-- BEGIN --

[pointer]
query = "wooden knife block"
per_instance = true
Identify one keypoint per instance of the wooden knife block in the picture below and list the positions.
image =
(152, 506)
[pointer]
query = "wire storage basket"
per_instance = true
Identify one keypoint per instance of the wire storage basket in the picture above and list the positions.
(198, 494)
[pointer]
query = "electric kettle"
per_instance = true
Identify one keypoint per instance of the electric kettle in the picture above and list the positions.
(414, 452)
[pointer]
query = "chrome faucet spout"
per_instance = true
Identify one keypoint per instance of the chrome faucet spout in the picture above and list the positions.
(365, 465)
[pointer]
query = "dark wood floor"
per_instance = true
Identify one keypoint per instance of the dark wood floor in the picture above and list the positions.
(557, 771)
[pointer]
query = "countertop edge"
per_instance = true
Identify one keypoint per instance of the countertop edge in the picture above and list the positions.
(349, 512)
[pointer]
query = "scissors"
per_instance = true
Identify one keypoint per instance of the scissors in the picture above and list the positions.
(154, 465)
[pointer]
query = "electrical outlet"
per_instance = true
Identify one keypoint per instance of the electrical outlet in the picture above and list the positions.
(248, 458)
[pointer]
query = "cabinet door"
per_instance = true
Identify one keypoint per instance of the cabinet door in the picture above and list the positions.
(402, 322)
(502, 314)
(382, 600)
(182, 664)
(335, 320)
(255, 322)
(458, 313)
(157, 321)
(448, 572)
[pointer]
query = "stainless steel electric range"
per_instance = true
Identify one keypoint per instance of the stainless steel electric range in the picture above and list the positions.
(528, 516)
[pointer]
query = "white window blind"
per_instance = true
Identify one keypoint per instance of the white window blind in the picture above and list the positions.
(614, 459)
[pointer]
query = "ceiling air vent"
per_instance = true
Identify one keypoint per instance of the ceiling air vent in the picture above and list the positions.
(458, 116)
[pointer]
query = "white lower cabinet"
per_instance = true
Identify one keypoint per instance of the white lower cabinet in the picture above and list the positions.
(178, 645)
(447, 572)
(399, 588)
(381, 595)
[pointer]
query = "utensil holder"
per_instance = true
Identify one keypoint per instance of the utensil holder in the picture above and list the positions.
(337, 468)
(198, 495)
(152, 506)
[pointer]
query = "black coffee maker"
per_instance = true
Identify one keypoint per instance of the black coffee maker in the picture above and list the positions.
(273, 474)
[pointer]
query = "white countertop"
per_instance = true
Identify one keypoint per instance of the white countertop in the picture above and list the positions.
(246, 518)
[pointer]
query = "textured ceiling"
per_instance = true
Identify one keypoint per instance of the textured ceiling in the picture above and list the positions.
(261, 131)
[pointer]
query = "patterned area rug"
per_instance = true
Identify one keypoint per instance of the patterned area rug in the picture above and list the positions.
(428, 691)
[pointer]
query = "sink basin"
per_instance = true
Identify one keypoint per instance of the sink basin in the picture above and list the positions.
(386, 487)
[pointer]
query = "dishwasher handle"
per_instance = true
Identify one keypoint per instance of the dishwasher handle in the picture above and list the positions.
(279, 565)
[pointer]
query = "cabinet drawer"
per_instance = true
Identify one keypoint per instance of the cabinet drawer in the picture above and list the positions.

-- END --

WORK TO BE COMPLETED: The entries above must be returned in full, exactly as shown.

FULL RESPONSE:
[pointer]
query = "wooden knife block"
per_instance = true
Identify one keypoint per instance of the wooden knife block in the picture below and list the positions.
image =
(152, 506)
[pointer]
query = "wire storage basket"
per_instance = true
Identify one keypoint per instance of the wire storage basket in the picture above and list the positions.
(198, 494)
[pointer]
query = "electric kettle"
per_instance = true
Identify one keypoint per instance of the electric kettle in the picture above and list the positions.
(414, 452)
[pointer]
query = "chrome faucet spout"
per_instance = true
Identify one keypoint per instance of the chrome faucet spout in the picture above and list the positions.
(365, 465)
[pointer]
query = "dark wood floor"
per_instance = true
Identify one keypoint per instance of the dark wood floor in the picture above and list the positions.
(557, 771)
[pointer]
query = "countertop edge"
per_instance = true
Identify one keypoint per instance of the countertop edge in the picture above and list the positions.
(349, 512)
[pointer]
query = "scissors"
per_instance = true
Identify one keypoint per instance of the scissors in the picture above and list the positions.
(154, 465)
[pointer]
query = "electrical outlet"
per_instance = true
Identify one keypoint per instance of the electrical outlet in the picture above and list the positions.
(248, 458)
[pointer]
query = "cabinet door"
per_instance = true
Identify one keypoint per instance of the cabinet door in the picture above and list the positions.
(402, 322)
(502, 314)
(382, 600)
(182, 664)
(335, 320)
(255, 322)
(458, 313)
(157, 321)
(448, 572)
[pointer]
query = "stainless steel electric range"
per_instance = true
Identify one keypoint per instance of the stainless steel electric range in the picture above and list the positions.
(528, 516)
[pointer]
query = "white window blind"
per_instance = true
Identify one keypoint per instance of the white window blind in the picture above and list the positions.
(614, 459)
[pointer]
query = "ceiling air vent"
per_instance = true
Identify one keypoint per instance of the ceiling air vent in the picture above and list the positions.
(458, 116)
[pointer]
query = "white lower cabinet"
per_instance = true
Identify one keypoint per instance of the white lower cabinet in the picture above and list the positions.
(178, 645)
(447, 572)
(399, 588)
(381, 595)
[pointer]
query = "utensil holder"
per_instance = true
Identify one keypoint per instance of the utensil holder in the picture above and list the positions.
(337, 468)
(198, 495)
(152, 506)
[pointer]
query = "black coffee maker"
per_instance = true
Identify one keypoint per instance of the black coffee maker in the picture above and list the positions.
(273, 474)
[pointer]
query = "white countertop"
per_instance = true
Identify one keypoint per instance of the white countertop in the picture above and list the positions.
(246, 518)
[pointer]
query = "textured ceiling"
per_instance = true
Identify one keypoint per instance of the textured ceiling in the picture above and list the positions.
(261, 131)
[pointer]
query = "patterned area rug"
per_instance = true
Identify one keypoint per instance of the patterned area rug in the picture above and list the positions.
(428, 691)
[pointer]
query = "sink basin"
per_instance = true
Identify one keypoint per instance of the sink basin in the picture above and list the positions.
(386, 487)
[pointer]
query = "dishwasher handle"
per_instance = true
Identify one keypoint per instance of the dishwasher handle in the picture above and list the positions.
(279, 565)
[pointer]
query = "cabinet drawer"
per_instance = true
Identify one keypoint per instance of the cabinet drawer in the picture above and list the positions.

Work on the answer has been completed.